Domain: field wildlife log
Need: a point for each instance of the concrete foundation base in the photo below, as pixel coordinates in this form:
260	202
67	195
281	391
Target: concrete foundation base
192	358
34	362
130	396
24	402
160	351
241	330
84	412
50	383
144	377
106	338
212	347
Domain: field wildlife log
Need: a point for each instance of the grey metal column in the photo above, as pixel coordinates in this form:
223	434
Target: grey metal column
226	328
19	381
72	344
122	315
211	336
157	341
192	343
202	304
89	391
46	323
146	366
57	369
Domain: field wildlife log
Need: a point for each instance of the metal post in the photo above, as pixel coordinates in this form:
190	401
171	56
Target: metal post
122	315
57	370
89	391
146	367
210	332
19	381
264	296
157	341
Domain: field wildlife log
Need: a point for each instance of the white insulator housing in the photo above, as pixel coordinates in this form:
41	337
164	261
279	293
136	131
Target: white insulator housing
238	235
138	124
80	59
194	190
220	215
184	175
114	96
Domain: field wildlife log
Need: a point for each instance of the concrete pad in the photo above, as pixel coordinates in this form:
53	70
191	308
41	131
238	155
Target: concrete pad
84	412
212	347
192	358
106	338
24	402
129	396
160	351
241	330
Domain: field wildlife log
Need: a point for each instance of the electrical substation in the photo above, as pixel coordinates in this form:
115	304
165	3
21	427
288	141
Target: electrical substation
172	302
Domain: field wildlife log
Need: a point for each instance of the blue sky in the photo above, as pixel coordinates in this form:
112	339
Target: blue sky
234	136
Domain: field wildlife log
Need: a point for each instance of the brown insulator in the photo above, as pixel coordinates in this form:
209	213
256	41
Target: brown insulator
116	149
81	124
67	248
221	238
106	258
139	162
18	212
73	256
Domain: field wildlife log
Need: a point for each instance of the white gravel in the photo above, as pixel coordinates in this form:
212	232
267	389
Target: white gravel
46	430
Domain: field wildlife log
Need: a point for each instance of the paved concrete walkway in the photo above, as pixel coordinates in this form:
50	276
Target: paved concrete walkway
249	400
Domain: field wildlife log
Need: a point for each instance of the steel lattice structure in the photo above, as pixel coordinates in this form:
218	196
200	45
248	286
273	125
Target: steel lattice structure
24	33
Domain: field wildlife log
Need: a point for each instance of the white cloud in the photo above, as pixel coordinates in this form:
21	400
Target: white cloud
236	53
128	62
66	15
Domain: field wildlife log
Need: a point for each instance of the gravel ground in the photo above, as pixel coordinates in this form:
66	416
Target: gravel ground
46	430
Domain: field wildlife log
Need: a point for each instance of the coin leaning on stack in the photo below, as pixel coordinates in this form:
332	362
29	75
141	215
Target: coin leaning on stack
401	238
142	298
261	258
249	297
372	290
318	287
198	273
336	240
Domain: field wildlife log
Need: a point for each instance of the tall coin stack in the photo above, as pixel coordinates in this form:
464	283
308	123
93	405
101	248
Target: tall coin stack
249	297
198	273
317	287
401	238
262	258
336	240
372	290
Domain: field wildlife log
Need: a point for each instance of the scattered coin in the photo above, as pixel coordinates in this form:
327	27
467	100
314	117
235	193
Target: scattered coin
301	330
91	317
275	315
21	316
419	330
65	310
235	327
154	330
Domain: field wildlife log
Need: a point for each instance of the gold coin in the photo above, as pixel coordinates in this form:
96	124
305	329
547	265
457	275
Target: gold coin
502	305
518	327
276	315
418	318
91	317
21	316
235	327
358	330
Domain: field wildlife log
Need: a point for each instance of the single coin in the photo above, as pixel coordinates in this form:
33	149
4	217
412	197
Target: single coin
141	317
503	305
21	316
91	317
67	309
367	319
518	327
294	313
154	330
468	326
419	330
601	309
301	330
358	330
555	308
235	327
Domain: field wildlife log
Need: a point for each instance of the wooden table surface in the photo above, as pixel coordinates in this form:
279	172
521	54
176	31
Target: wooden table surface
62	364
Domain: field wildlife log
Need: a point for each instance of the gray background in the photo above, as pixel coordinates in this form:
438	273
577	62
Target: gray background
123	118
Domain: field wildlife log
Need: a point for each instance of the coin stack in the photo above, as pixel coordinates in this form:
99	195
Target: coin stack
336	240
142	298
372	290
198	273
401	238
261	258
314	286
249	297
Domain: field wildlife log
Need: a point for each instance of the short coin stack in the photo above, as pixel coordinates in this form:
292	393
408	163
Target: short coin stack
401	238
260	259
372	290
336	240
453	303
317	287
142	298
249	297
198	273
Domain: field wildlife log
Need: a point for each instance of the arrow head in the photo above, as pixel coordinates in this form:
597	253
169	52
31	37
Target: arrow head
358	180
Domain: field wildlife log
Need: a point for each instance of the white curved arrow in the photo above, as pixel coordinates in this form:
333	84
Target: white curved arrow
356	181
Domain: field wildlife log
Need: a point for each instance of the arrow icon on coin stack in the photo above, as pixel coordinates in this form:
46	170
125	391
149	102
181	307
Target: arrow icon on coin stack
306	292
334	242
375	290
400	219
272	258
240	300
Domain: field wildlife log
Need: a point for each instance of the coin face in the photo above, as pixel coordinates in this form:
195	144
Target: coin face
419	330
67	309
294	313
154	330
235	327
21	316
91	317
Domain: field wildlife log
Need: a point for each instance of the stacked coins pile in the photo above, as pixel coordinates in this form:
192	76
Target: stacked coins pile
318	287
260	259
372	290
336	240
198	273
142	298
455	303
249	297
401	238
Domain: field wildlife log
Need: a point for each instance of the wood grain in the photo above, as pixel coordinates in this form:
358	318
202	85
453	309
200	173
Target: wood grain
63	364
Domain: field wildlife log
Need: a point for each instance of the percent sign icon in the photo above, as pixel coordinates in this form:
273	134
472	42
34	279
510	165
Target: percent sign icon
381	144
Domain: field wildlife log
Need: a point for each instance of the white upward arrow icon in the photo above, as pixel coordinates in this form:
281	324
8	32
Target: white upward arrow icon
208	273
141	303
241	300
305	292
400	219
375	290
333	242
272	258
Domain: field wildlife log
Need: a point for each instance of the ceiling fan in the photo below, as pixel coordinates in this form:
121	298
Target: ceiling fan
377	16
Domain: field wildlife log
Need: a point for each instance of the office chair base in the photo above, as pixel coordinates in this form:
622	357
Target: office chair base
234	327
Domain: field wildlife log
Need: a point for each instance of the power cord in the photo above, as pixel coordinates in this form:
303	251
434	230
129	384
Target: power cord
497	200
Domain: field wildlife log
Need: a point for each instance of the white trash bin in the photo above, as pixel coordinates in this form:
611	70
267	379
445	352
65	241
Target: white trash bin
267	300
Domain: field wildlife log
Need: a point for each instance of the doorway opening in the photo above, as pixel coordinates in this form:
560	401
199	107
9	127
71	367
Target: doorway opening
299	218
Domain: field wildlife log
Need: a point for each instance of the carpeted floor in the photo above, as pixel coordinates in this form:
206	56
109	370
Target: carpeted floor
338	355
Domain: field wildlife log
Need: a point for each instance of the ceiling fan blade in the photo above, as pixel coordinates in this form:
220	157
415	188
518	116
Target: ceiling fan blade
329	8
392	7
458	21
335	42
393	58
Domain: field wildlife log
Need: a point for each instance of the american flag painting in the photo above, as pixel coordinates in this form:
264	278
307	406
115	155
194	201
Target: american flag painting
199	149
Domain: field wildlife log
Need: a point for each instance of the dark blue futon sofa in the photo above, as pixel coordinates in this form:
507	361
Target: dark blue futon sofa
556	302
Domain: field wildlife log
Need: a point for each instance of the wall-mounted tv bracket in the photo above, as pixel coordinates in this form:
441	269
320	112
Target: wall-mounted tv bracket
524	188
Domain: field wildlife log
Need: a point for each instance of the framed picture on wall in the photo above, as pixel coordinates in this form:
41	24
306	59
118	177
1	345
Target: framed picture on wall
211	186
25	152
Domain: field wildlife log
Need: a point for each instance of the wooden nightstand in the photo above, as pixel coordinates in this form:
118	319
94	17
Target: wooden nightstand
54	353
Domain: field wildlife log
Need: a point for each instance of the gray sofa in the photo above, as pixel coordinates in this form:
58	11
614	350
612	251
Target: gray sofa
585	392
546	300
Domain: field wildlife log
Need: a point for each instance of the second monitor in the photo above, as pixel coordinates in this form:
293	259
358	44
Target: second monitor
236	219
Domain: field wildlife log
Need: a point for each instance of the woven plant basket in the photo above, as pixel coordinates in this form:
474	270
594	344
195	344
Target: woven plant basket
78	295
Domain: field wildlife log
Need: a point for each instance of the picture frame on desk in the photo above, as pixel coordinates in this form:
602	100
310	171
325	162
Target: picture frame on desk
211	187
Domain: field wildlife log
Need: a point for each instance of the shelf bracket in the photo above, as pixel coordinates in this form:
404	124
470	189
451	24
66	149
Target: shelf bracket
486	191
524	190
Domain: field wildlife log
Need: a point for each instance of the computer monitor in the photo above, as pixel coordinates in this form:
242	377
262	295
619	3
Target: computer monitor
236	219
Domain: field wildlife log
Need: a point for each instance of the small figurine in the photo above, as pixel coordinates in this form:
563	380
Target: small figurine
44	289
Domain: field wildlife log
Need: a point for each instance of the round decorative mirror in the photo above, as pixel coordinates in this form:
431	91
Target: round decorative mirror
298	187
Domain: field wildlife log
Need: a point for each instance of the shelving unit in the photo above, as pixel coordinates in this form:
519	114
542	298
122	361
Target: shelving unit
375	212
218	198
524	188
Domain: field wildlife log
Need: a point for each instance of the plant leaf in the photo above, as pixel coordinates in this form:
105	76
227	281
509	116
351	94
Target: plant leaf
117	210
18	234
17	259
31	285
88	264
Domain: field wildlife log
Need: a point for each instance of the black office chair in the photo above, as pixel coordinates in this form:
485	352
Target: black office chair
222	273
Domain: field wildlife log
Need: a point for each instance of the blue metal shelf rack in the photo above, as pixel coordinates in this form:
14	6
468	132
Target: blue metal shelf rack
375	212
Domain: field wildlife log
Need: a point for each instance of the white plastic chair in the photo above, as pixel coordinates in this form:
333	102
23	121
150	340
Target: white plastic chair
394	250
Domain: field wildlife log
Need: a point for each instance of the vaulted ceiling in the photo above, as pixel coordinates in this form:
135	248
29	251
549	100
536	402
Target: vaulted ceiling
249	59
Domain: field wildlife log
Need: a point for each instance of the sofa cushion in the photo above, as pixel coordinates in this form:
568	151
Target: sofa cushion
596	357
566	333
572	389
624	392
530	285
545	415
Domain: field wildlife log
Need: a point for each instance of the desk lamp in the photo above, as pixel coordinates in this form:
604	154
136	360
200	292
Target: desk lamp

**Try it**
Within the listing above, work out how many lines hold "lamp", and answer with that number only.

**Solution to this problem**
2